(Beginning of GIVEN RECORDS)

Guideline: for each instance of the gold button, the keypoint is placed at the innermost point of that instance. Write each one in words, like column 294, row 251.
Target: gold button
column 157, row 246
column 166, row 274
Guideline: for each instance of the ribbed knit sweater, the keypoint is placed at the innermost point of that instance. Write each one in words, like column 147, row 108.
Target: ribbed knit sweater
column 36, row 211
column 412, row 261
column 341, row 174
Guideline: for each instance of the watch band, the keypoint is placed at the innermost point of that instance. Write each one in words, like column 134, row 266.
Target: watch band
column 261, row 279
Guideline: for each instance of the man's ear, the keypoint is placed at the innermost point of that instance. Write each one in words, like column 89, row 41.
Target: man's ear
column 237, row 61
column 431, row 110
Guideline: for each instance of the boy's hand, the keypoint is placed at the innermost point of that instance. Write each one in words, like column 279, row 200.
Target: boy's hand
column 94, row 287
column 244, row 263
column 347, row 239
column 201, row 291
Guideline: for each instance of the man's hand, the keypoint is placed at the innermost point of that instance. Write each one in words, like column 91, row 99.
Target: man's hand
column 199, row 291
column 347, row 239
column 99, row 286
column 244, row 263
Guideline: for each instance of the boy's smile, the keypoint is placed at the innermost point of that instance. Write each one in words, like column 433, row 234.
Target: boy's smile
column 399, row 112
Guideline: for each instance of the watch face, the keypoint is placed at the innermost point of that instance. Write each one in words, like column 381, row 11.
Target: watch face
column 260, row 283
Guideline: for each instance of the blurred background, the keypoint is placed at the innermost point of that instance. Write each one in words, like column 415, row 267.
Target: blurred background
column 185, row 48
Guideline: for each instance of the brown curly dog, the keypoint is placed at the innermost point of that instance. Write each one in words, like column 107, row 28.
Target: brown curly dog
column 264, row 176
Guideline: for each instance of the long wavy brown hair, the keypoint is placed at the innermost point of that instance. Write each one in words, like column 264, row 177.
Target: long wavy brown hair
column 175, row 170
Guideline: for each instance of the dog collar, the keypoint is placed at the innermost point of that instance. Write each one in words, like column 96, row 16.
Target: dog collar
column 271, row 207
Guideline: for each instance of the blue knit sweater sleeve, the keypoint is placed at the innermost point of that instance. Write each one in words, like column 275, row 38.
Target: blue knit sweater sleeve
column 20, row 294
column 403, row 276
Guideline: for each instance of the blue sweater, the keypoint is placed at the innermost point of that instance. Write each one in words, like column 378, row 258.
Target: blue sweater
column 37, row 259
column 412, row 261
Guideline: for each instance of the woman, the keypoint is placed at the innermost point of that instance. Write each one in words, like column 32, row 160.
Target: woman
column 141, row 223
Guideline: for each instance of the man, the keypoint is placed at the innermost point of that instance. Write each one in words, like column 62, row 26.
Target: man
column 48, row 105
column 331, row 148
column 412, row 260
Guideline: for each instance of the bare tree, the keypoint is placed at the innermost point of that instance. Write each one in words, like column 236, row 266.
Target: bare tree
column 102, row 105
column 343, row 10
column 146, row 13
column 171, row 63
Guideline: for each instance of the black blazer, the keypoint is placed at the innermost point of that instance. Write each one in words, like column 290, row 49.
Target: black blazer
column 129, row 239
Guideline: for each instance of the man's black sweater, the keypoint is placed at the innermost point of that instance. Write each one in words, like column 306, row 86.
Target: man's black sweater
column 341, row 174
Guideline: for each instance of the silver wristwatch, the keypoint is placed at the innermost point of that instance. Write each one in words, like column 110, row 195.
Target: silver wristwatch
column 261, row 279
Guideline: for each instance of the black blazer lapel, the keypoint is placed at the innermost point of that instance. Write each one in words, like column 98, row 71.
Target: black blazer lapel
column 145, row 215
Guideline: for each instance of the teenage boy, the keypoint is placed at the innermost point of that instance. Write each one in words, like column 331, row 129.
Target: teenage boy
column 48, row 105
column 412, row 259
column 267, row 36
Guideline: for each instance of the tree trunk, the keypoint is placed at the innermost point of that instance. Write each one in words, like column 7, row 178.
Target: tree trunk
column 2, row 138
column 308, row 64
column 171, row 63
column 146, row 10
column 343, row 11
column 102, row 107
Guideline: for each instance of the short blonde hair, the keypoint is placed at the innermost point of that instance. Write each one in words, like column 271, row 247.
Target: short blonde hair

(End of GIVEN RECORDS)

In the entries, the line containing "Target: man's black sweater" and every line after it through the last are to be duplicated exactly, and no other line is to be included.

— ANSWER TO THE PROBLEM —
Target: man's black sweater
column 341, row 174
Guideline: for each instance of the silver wristwatch, the keypoint is placed at the innermost point of that instance. Write each one in words, like column 110, row 195.
Target: silver wristwatch
column 261, row 279
Guideline: for each instance of the black blazer lapel, the keypoint is placed at the innermost point of that instance. Write each one in words, like column 98, row 71.
Target: black blazer lapel
column 145, row 215
Guideline: for each instance of the teenage boy, the keypoint is placed at the innermost point of that instance. Write each one in words, like column 331, row 129.
Target: teenage boy
column 48, row 105
column 412, row 259
column 267, row 36
Guideline: for each instance of the tree trunk, the keypoint is placed at the innermost point of that instance. Write each one in words, like column 7, row 178.
Target: tree trunk
column 2, row 138
column 308, row 64
column 171, row 63
column 146, row 10
column 343, row 11
column 102, row 107
Guideline: for each instance of the short blonde hair, the keypoint is placed at the innermost point of that instance. Write each one in words, like column 271, row 247.
Target: short blonde hair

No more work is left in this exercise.